--- Records to process ---

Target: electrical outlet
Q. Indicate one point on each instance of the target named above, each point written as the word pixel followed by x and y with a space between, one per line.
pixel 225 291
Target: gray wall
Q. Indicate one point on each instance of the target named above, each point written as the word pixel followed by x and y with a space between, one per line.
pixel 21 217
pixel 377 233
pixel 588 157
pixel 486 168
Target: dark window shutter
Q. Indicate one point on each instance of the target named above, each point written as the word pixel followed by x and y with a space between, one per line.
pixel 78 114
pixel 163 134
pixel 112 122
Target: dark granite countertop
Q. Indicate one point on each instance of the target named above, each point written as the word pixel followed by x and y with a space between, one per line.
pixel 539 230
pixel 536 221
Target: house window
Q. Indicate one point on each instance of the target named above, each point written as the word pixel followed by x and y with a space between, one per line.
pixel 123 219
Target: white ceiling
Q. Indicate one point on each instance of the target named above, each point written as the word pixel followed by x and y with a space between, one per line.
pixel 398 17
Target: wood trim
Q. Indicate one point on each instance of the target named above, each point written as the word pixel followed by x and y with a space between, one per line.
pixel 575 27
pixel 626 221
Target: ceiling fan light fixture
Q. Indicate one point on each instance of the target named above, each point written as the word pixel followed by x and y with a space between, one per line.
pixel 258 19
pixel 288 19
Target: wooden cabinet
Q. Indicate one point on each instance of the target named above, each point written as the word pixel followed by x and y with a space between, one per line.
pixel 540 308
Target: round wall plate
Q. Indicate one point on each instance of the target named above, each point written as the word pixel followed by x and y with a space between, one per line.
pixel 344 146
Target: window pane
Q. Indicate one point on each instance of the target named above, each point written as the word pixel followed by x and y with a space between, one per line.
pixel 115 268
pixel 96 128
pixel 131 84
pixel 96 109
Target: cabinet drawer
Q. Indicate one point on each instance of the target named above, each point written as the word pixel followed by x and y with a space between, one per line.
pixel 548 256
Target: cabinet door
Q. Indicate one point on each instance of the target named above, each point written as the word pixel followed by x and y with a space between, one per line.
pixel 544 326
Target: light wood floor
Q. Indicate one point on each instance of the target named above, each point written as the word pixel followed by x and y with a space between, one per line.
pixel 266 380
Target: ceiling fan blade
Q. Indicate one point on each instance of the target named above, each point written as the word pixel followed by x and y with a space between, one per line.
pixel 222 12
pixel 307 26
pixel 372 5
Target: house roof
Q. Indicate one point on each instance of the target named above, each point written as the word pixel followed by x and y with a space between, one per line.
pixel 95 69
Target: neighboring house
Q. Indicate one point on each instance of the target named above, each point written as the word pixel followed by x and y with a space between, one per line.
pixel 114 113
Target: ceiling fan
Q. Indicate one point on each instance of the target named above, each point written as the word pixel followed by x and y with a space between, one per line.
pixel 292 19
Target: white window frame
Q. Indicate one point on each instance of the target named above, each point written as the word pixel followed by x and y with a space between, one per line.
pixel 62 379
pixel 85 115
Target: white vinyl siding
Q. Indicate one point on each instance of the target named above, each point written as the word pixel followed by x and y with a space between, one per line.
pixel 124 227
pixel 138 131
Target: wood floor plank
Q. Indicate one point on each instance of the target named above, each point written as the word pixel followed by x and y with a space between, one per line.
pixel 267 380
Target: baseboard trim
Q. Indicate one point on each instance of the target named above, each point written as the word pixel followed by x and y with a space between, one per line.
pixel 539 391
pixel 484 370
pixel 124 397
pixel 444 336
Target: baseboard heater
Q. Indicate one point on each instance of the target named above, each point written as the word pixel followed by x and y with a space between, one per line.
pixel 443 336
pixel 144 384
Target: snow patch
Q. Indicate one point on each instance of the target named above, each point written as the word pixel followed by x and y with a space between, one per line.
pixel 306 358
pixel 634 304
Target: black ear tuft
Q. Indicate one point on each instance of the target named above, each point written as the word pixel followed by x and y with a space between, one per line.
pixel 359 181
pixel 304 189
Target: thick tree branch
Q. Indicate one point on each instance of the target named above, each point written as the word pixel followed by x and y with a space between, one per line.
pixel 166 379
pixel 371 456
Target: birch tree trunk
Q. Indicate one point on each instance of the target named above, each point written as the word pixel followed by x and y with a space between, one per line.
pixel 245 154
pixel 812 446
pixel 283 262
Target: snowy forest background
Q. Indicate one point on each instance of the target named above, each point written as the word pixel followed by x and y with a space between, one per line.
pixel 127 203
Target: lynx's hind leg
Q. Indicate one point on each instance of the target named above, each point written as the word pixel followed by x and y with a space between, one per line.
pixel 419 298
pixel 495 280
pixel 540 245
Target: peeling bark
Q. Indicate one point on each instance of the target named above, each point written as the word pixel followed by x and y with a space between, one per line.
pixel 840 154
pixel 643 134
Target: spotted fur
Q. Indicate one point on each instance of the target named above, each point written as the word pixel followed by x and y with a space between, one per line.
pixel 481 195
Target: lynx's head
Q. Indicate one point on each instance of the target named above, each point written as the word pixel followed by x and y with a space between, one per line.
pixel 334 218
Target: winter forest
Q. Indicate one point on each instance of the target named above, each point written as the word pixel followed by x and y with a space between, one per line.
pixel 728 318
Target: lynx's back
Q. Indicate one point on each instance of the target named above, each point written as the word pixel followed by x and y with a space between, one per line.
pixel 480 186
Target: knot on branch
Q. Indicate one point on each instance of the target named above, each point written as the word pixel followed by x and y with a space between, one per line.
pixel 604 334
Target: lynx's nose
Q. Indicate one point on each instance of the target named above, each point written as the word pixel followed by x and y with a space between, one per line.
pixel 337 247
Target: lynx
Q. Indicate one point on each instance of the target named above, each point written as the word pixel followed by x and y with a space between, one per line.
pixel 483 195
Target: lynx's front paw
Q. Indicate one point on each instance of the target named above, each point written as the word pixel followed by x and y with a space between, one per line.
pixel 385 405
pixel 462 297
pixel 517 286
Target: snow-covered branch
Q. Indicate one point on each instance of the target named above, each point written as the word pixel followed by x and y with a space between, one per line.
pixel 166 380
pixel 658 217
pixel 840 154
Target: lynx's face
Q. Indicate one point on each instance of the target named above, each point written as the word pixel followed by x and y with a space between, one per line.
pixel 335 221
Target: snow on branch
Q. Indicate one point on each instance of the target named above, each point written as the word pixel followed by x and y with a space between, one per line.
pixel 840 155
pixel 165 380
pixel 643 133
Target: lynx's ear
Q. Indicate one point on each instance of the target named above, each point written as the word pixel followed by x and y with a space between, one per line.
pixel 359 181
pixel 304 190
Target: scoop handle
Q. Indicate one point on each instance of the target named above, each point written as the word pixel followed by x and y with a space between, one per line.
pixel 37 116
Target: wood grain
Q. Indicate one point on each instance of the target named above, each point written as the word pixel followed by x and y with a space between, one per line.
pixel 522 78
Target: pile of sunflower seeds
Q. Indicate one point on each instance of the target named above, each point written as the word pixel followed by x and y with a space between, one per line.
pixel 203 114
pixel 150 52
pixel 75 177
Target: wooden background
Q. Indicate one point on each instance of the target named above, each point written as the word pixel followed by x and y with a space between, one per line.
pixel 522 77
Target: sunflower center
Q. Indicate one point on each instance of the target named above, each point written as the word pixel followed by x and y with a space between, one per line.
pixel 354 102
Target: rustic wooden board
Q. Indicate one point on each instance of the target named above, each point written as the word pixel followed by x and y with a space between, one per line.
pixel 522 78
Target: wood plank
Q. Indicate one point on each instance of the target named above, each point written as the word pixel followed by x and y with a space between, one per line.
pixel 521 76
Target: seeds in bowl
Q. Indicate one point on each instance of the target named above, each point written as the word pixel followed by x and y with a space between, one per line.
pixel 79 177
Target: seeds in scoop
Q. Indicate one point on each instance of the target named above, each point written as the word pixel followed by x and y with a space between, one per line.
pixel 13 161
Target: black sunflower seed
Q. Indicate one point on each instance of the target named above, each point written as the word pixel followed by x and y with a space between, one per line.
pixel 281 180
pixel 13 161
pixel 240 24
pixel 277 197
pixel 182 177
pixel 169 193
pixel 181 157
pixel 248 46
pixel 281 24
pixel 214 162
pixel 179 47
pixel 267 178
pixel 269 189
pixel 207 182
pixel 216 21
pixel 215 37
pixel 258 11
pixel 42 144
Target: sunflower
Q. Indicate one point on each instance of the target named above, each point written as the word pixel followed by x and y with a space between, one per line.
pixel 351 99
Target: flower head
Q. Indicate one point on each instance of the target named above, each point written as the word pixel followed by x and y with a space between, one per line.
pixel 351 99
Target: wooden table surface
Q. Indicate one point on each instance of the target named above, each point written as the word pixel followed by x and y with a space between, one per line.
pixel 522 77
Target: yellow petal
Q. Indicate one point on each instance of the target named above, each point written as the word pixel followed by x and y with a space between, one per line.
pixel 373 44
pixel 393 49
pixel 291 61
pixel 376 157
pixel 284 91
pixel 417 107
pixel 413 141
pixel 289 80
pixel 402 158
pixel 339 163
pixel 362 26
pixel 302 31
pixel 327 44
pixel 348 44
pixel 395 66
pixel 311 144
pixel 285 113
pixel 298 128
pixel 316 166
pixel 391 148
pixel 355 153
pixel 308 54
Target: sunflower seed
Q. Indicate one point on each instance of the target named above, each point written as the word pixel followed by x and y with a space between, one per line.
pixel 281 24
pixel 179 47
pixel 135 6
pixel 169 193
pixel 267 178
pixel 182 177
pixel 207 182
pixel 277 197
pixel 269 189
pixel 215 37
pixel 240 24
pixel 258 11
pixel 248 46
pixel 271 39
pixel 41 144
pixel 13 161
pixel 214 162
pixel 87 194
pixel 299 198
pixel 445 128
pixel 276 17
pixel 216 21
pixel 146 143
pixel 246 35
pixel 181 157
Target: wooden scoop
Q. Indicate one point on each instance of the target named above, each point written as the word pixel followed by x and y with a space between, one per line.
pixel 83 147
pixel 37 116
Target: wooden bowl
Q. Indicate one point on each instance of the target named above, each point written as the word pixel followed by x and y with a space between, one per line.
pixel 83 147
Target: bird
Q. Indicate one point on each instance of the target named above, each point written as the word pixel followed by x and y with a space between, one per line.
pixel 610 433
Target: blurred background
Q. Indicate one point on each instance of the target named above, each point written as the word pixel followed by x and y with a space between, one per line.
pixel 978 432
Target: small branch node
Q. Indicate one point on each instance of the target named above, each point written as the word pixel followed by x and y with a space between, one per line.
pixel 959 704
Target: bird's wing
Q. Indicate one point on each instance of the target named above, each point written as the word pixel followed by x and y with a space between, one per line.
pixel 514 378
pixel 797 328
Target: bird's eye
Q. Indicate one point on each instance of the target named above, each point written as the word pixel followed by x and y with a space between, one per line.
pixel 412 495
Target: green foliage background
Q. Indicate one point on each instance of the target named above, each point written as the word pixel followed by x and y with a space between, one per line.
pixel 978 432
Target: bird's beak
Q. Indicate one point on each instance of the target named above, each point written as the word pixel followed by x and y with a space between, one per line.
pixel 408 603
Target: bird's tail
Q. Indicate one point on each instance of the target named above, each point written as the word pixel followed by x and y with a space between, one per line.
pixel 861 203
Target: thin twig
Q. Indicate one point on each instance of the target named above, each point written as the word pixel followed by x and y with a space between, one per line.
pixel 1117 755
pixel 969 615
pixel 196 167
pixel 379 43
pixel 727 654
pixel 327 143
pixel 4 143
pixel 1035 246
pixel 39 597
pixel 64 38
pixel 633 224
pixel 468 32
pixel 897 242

--- Exercise requirements ---
Recast the lines of the material as a Markdown table with two columns, Row and Line. Begin at the line that contains "Target: wooden table surface", stop after the line that contains "pixel 308 54", include both of those lines, number each row, and leave out any blank lines.

--- Worked solution ---
| Row | Line |
|---|---|
| 1 | Target: wooden table surface |
| 2 | Q. Indicate one point on each instance of the target named above, each point written as the word pixel followed by x and y with a space between, one per line. |
| 3 | pixel 522 77 |
| 4 | Target: yellow petal |
| 5 | Q. Indicate one point on each instance of the target named above, each point written as the word pixel followed by x and y with a space between, one per line. |
| 6 | pixel 373 44 |
| 7 | pixel 393 49 |
| 8 | pixel 291 61 |
| 9 | pixel 376 157 |
| 10 | pixel 284 91 |
| 11 | pixel 417 107 |
| 12 | pixel 413 141 |
| 13 | pixel 289 80 |
| 14 | pixel 402 158 |
| 15 | pixel 339 163 |
| 16 | pixel 362 26 |
| 17 | pixel 302 31 |
| 18 | pixel 327 44 |
| 19 | pixel 348 44 |
| 20 | pixel 395 66 |
| 21 | pixel 311 144 |
| 22 | pixel 285 113 |
| 23 | pixel 298 128 |
| 24 | pixel 316 166 |
| 25 | pixel 391 148 |
| 26 | pixel 355 153 |
| 27 | pixel 308 54 |